● AIM OF THE EXERCISE
Revise the records below by replacing "Detect all instances of" with "Locate every" everywhere it appears, and leave every other part unchanged.

..............................

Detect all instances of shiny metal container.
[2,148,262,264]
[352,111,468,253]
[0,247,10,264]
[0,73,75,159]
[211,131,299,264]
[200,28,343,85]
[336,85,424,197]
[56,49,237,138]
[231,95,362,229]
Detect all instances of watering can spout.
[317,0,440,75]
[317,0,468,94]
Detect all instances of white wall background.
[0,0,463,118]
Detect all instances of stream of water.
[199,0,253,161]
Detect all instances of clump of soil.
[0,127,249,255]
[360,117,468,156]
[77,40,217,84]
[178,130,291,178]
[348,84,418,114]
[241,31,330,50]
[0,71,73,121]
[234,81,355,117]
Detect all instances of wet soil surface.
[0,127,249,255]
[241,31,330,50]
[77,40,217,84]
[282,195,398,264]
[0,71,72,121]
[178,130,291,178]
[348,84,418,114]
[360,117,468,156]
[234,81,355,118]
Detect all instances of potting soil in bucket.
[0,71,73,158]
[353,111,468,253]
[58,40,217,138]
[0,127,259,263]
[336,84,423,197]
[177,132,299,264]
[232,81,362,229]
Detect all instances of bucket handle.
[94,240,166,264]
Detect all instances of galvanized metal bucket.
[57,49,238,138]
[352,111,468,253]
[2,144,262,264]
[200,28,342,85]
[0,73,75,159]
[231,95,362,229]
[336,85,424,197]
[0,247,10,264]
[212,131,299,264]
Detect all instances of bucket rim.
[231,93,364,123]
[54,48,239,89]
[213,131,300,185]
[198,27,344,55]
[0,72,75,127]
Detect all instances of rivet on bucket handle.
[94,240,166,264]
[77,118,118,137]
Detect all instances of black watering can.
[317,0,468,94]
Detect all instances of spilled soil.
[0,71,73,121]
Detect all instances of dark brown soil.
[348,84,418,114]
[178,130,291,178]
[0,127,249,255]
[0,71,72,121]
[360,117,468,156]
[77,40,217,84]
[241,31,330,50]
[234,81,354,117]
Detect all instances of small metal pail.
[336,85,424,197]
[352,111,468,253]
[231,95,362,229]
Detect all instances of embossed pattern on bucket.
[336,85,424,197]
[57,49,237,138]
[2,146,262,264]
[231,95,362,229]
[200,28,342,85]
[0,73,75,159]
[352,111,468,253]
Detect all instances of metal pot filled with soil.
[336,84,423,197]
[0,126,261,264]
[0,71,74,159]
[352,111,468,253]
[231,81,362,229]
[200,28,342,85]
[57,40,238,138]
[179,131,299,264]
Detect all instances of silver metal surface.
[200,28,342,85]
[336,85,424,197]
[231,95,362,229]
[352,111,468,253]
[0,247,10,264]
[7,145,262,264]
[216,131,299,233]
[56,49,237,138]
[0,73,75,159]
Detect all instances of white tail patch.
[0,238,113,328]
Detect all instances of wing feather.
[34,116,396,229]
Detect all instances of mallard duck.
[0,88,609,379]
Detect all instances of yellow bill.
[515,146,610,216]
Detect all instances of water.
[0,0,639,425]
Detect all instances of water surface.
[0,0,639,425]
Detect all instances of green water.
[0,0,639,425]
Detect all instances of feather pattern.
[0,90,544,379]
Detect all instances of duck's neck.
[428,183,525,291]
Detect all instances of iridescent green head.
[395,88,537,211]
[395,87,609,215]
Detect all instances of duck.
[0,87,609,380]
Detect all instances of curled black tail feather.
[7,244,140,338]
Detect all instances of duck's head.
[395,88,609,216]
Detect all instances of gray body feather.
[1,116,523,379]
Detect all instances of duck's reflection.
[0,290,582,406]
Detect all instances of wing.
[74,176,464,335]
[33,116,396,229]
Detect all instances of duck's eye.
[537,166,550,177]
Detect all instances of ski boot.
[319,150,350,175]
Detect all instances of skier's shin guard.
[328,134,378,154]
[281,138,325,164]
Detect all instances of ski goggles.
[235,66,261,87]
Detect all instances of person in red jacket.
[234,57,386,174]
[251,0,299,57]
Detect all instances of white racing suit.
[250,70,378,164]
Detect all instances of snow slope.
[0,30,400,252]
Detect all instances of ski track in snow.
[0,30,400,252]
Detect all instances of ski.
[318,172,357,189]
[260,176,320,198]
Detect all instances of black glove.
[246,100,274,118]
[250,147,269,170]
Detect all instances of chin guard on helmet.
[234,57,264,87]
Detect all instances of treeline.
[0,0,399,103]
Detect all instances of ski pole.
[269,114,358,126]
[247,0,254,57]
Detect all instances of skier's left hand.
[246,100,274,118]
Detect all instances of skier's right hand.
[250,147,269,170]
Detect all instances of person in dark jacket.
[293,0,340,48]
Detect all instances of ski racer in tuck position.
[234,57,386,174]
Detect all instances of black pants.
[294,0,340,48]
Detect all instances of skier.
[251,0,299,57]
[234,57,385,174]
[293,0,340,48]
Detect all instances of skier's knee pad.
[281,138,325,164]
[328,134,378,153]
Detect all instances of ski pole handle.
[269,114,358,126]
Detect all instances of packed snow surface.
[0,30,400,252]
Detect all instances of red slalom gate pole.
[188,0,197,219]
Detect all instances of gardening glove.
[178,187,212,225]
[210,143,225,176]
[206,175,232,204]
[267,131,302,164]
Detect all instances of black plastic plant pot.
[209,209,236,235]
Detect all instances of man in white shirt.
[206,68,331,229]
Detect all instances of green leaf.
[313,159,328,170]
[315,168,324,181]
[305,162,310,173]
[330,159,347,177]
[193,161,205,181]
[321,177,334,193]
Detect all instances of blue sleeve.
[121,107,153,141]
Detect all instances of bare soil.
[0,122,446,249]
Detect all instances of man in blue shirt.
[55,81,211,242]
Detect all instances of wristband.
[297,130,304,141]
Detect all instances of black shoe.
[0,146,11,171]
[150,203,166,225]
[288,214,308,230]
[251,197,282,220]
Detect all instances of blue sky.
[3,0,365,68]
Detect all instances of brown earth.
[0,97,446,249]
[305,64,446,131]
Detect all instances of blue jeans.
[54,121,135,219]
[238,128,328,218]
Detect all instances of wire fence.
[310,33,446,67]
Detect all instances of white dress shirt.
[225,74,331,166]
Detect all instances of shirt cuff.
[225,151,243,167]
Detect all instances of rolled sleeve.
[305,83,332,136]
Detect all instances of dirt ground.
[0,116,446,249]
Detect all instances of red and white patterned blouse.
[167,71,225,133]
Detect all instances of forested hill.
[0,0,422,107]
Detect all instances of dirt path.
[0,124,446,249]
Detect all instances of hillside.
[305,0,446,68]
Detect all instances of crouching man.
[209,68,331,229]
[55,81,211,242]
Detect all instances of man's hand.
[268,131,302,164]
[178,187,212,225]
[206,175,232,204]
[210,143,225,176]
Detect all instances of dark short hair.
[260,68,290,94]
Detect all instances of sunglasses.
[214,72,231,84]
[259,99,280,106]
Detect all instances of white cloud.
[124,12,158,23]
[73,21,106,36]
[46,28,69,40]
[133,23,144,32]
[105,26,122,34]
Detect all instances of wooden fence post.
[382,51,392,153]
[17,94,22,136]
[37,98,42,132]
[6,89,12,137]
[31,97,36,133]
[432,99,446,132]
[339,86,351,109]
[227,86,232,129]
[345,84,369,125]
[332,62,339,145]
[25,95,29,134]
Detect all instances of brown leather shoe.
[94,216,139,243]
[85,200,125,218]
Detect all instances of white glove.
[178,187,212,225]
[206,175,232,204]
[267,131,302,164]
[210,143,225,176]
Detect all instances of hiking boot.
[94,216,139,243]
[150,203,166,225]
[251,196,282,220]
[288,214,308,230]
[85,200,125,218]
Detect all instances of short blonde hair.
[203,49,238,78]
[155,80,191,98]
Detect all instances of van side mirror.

..............................

● EXERCISE SOLUTION
Locate every shiny metal container.
[2,148,262,264]
[352,111,468,253]
[0,247,10,264]
[0,73,75,159]
[211,131,299,264]
[200,28,343,85]
[336,85,424,197]
[56,49,237,138]
[231,95,362,229]
Locate every watering can spout.
[317,0,440,75]
[317,0,468,94]
Locate every white wall background.
[0,0,463,118]
Locate every stream of water.
[199,0,253,161]
Locate every clump of soil.
[0,127,249,255]
[360,117,468,156]
[77,40,217,84]
[178,130,291,178]
[348,84,418,114]
[241,31,330,50]
[0,71,73,121]
[234,81,355,117]
Locate every wet soil surface.
[0,127,249,255]
[241,31,330,50]
[77,40,217,84]
[282,195,398,264]
[0,71,72,121]
[178,130,291,178]
[348,84,418,114]
[360,117,468,156]
[234,81,355,118]
Locate every potting soil in bucket.
[0,71,73,158]
[353,111,468,253]
[58,40,217,138]
[0,127,259,263]
[336,84,423,197]
[177,132,299,264]
[232,81,362,229]
Locate every bucket handle.
[94,240,166,264]
Locate every galvanized metal bucket.
[57,49,238,138]
[352,111,468,253]
[2,144,262,264]
[200,28,342,85]
[0,73,75,159]
[231,95,362,229]
[336,85,424,197]
[0,247,10,264]
[212,131,299,264]
Locate every bucket rim.
[231,93,364,123]
[54,48,239,89]
[213,131,300,185]
[198,27,344,55]
[0,72,75,127]
Locate every rivet on bucket handle.
[94,240,166,264]
[77,118,118,137]
Locate every black watering can.
[317,0,468,94]
Locate every spilled soil.
[0,71,73,121]
Locate every dark brown soil.
[348,84,418,114]
[178,130,291,178]
[0,127,249,255]
[0,71,72,121]
[360,117,468,156]
[77,40,217,84]
[241,31,330,50]
[234,81,354,117]
Locate every small metal pail.
[336,85,424,197]
[352,111,468,253]
[231,95,362,229]
Locate every embossed pattern on bucket.
[336,85,424,197]
[57,49,237,138]
[2,146,262,264]
[231,95,362,229]
[200,28,342,85]
[0,73,75,159]
[352,111,468,253]
Locate every metal pot filled with soil.
[336,84,423,197]
[0,126,261,264]
[0,71,74,159]
[352,111,468,253]
[231,81,362,229]
[200,28,342,85]
[57,40,238,138]
[179,131,299,264]
Locate every silver metal surface.
[200,28,342,85]
[336,85,424,197]
[231,95,362,229]
[352,111,468,253]
[0,247,10,264]
[7,145,262,264]
[216,131,299,233]
[56,49,237,138]
[0,73,75,159]
Locate every white tail patch.
[0,238,113,328]
Locate every wing feather.
[34,116,396,229]
Locate every mallard duck.
[0,88,609,379]
Locate every yellow bill.
[515,146,610,216]
Locate every water.
[0,0,639,425]
Locate every water surface.
[0,0,639,425]
Locate every green water.
[0,0,639,425]
Locate every feather pattern.
[0,90,544,379]
Locate every duck's neck.
[428,183,525,291]
Locate every iridescent green head.
[395,88,537,211]
[395,87,609,215]
Locate every duck.
[0,87,609,380]
Locate every curled black tail feather.
[7,244,140,338]
Locate every duck's head.
[395,88,609,216]
Locate every gray body feather.
[1,116,523,379]
Locate every duck's reflection.
[0,290,582,406]
Locate every wing.
[74,176,464,335]
[33,116,396,229]
Locate every duck's eye.
[537,166,550,177]
Locate every ski boot.
[319,150,350,175]
Locate every skier's shin guard.
[328,134,378,154]
[281,138,325,164]
Locate every ski goggles.
[235,66,261,87]
Locate every person in red jacket.
[234,57,386,174]
[251,0,299,57]
Locate every white racing suit.
[250,70,378,164]
Locate every snow slope.
[0,30,400,252]
Locate every ski track in snow.
[0,30,400,252]
Locate every ski.
[318,172,357,189]
[260,176,320,198]
Locate every black glove.
[246,100,274,118]
[250,147,269,170]
Locate every chin guard on helmet.
[234,57,264,87]
Locate every treeline.
[0,0,399,103]
Locate every ski pole.
[269,114,358,126]
[247,0,254,57]
Locate every skier's left hand.
[246,100,274,118]
Locate every skier's right hand.
[250,147,269,170]
Locate every person in dark jacket.
[293,0,340,48]
Locate every ski racer in tuck position.
[234,57,386,174]
Locate every black pants.
[294,0,340,48]
Locate every skier.
[251,0,299,57]
[234,57,385,174]
[293,0,340,48]
Locate every skier's knee pad.
[281,138,325,164]
[328,134,378,153]
Locate every ski pole handle.
[269,114,358,126]
Locate every packed snow surface.
[0,30,400,252]
Locate every red slalom gate pole.
[188,0,197,219]
Locate every gardening glove.
[178,187,212,225]
[210,143,225,176]
[206,175,232,204]
[267,131,302,164]
Locate every black plastic plant pot.
[209,209,236,235]
Locate every man in white shirt.
[206,68,331,229]
Locate every green leaf.
[313,159,328,170]
[315,168,324,181]
[305,162,310,173]
[330,159,347,177]
[193,161,205,181]
[321,177,334,193]
Locate every blue sleeve.
[121,107,153,141]
Locate every bare soil.
[0,122,446,249]
Locate every man in blue shirt.
[55,81,211,242]
Locate every wristband.
[297,130,304,141]
Locate every black shoe.
[0,146,11,171]
[150,203,166,225]
[288,214,308,230]
[251,197,282,220]
Locate every blue sky.
[3,0,365,68]
Locate every brown earth.
[0,97,446,249]
[305,64,446,131]
Locate every blue jeans.
[54,121,135,219]
[238,128,328,218]
Locate every wire fence.
[310,33,446,67]
Locate every white dress shirt.
[225,74,331,166]
Locate every shirt cuff.
[225,151,243,167]
Locate every rolled sleeve.
[305,83,332,136]
Locate every dirt ground.
[0,116,446,249]
Locate every red and white patterned blouse.
[167,71,225,133]
Locate every forested hill.
[0,0,422,107]
Locate every dirt path.
[0,124,446,249]
Locate every hillside.
[305,0,446,68]
Locate every crouching man.
[209,68,331,229]
[55,81,211,242]
Locate every man's hand.
[268,131,302,164]
[178,187,212,225]
[206,175,232,204]
[210,143,225,176]
Locate every dark short hair.
[260,68,290,94]
Locate every sunglasses.
[214,72,231,84]
[259,99,280,106]
Locate every white cloud.
[124,12,158,23]
[73,21,106,36]
[46,28,69,40]
[133,23,144,32]
[105,26,122,34]
Locate every wooden fence post.
[382,51,392,153]
[17,94,22,136]
[37,98,42,132]
[6,89,12,137]
[31,97,36,133]
[432,99,446,132]
[339,86,351,109]
[227,86,232,129]
[345,84,369,125]
[332,62,339,145]
[25,95,29,134]
Locate every brown leather shoe.
[94,216,139,243]
[85,200,125,218]
Locate every white glove.
[178,187,212,225]
[206,175,232,204]
[267,131,302,164]
[210,143,225,176]
Locate every hiking boot.
[94,216,139,243]
[150,203,166,225]
[251,196,282,220]
[288,214,308,230]
[85,200,125,218]
Locate every short blonde hair.
[203,49,238,78]
[155,80,191,98]
Locate every van side mirror.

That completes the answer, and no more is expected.